++++ Records supplied ++++

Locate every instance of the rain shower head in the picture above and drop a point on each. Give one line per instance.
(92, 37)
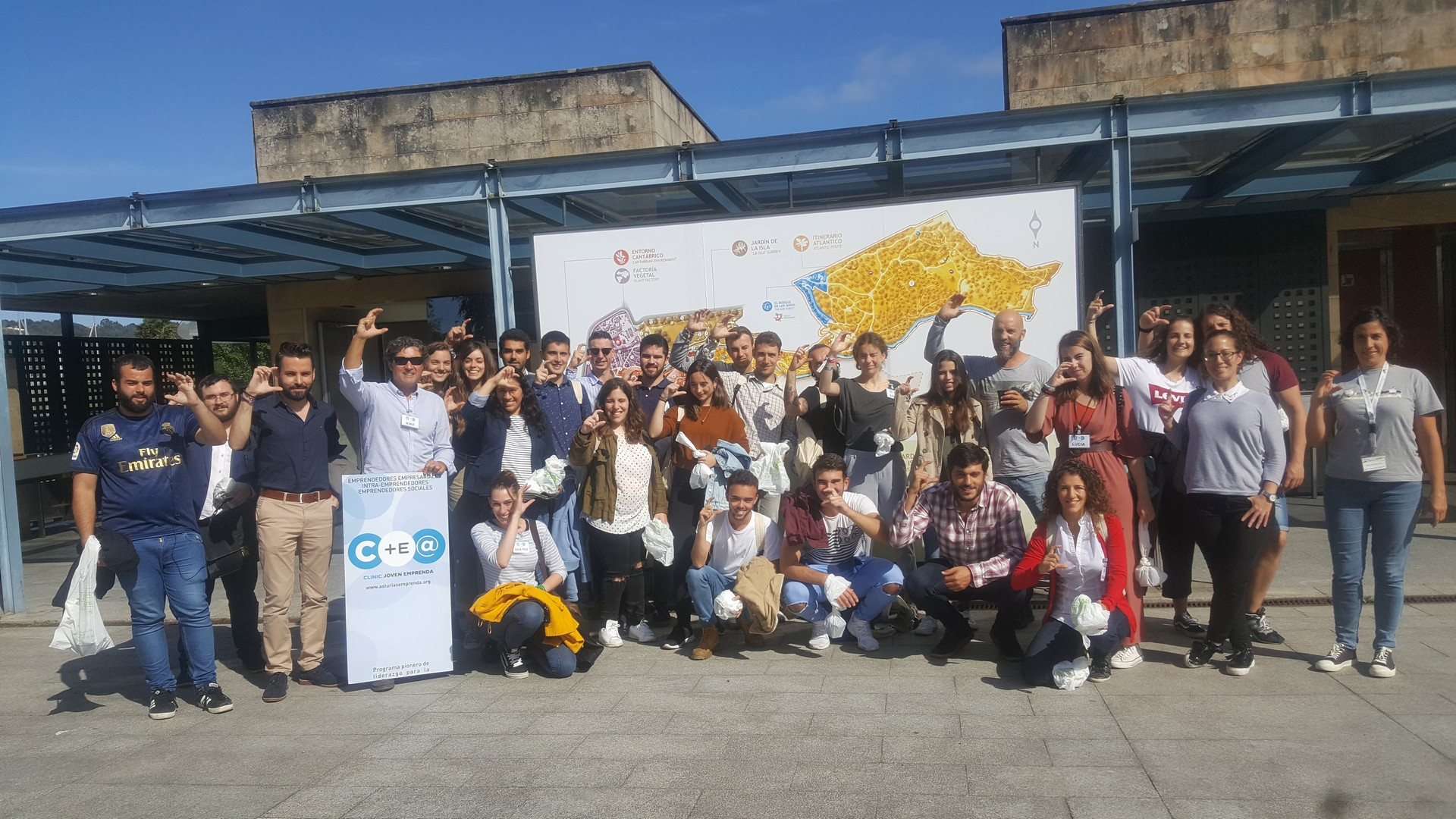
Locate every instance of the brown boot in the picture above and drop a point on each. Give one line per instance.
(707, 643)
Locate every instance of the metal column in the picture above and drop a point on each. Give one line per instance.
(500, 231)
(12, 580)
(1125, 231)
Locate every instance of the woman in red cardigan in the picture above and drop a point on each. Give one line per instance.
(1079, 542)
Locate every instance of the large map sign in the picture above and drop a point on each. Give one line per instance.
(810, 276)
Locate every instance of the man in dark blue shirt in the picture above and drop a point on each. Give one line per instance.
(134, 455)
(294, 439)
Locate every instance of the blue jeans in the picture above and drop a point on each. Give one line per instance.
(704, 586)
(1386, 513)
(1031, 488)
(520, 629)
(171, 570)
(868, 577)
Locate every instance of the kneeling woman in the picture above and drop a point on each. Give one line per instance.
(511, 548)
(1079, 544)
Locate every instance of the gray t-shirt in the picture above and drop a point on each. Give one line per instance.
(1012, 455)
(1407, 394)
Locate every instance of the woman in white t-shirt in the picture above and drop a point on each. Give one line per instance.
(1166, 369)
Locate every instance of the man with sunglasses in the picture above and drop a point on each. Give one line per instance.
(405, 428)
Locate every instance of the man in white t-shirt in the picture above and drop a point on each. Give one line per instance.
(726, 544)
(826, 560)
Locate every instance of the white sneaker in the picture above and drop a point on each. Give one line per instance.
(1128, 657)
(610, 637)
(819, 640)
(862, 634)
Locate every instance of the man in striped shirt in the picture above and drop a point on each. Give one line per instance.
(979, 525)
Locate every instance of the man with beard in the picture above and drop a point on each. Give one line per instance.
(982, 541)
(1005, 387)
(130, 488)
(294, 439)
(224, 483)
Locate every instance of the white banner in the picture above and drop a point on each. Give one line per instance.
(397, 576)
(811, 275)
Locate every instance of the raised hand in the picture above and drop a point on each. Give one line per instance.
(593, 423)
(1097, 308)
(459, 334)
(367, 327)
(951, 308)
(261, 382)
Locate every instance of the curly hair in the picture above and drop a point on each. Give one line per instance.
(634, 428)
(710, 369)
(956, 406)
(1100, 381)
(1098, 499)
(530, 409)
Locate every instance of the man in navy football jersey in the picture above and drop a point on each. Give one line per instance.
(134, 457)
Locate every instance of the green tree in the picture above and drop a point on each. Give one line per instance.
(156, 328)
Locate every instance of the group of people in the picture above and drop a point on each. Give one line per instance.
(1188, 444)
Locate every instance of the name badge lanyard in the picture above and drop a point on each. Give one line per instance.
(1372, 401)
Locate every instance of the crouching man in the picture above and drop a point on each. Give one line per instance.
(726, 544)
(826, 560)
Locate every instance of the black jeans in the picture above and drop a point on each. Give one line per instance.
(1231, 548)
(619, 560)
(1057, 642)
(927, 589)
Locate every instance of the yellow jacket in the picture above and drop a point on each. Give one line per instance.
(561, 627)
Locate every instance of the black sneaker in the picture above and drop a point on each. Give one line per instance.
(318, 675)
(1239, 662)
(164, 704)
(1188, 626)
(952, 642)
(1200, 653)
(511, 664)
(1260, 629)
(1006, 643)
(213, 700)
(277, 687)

++++

> [Work item]
From the first line to the last, write out the data exactly, dropping any pictures.

> [Answer to this task]
Locate every instance of the rain shower head in the picture above and drop a point on each. Give one line per instance.
(92, 37)
Locate every instance of the brown boot in the picture above and drop a point on each. Give one line per instance.
(707, 643)
Locate every instance of the metal column in the picture above and drop a point on each. Give one line per instance.
(500, 231)
(12, 580)
(1125, 231)
Locate every instance of the woman in red cardigan in the picture above and drop a point on each. Give one line per instance.
(1079, 542)
Locate every instance of the large map sign in the picture above and drop a point on each. Give one line per instance.
(810, 276)
Locate every instance of the man in dark blue shirt in the picture above and drop a point on each. Give one line per instance.
(134, 455)
(294, 439)
Locate every instance of the blue jeans in the picture above and drop a point on each. Give one line per instance.
(704, 586)
(1386, 513)
(1031, 488)
(520, 629)
(171, 570)
(868, 577)
Locate every instance of the kneeling woman in the picture above and drop a point on each. Give one line per instance.
(511, 548)
(1079, 544)
Locate every instance of the gray t-shirt in the picture above and drop a point on each. Give one line per instance.
(1012, 455)
(1407, 394)
Locate every instance of the woman in white t-shirt in the picture above and drop a point on each. Give one line per instance.
(1166, 369)
Locate every instance of the man with sunglasses in the picture above and drop a point on each. Give one line per instance.
(405, 428)
Locate every instance of the man in white t-shirt in the picture above and drop a point on each. Give one line per instance.
(726, 544)
(826, 560)
Locate every instance of the white sneaker in the picture above and drop a point on each. Give one line per instance.
(1128, 657)
(610, 637)
(819, 640)
(862, 634)
Locate every instance of the man in striped shirt in the picture above and drop a point on each. Give one line per instance.
(979, 525)
Locate every instance of the man with beard in the picture above and drop a point on each. Give one line per instance.
(982, 541)
(1005, 387)
(130, 488)
(294, 439)
(224, 483)
Locate every instance of the white banner in the picture above and drop a point on each. Give one line per instance.
(397, 576)
(811, 275)
Locate every instance of the raised hand in the picture above and drop a point on each. Give one line per instance.
(593, 423)
(1097, 308)
(459, 334)
(367, 327)
(951, 308)
(261, 382)
Locate every instance of the curly hair in the picture above and drop a point on each. Give one line per instance.
(634, 428)
(710, 369)
(956, 406)
(1100, 381)
(1098, 499)
(530, 409)
Locate every instance of the man in navy football jersey in the picture above and drop a point on each. Give one line per instance.
(134, 457)
Locate every instance of the green tree in the picture above and drop a point on each. Give one line per instance.
(156, 328)
Locate every instance of the group of people in the picture above and drop a point on each. Give one line per instance.
(1188, 444)
Locate every instance of the name badge lanyard in the picture above and drop a point on each. Give one line per instance.
(1372, 401)
Locate every instance of the crouching man in the picture above and drop a point on each. Give one line per instance.
(726, 544)
(826, 560)
Locate every instance of the black jeans in the picture above and drop a point on each. Give one line per instance.
(1231, 548)
(619, 560)
(1057, 642)
(927, 589)
Locate every instance of the yellow jacket in the picture above and drop a point on each. Give one line per instance.
(561, 627)
Locate every instance of the black sneaker in the picture above and drop a point on each. Give one line per instance.
(318, 675)
(1239, 662)
(164, 704)
(1188, 626)
(952, 642)
(1200, 653)
(511, 664)
(1260, 629)
(1006, 643)
(213, 700)
(277, 687)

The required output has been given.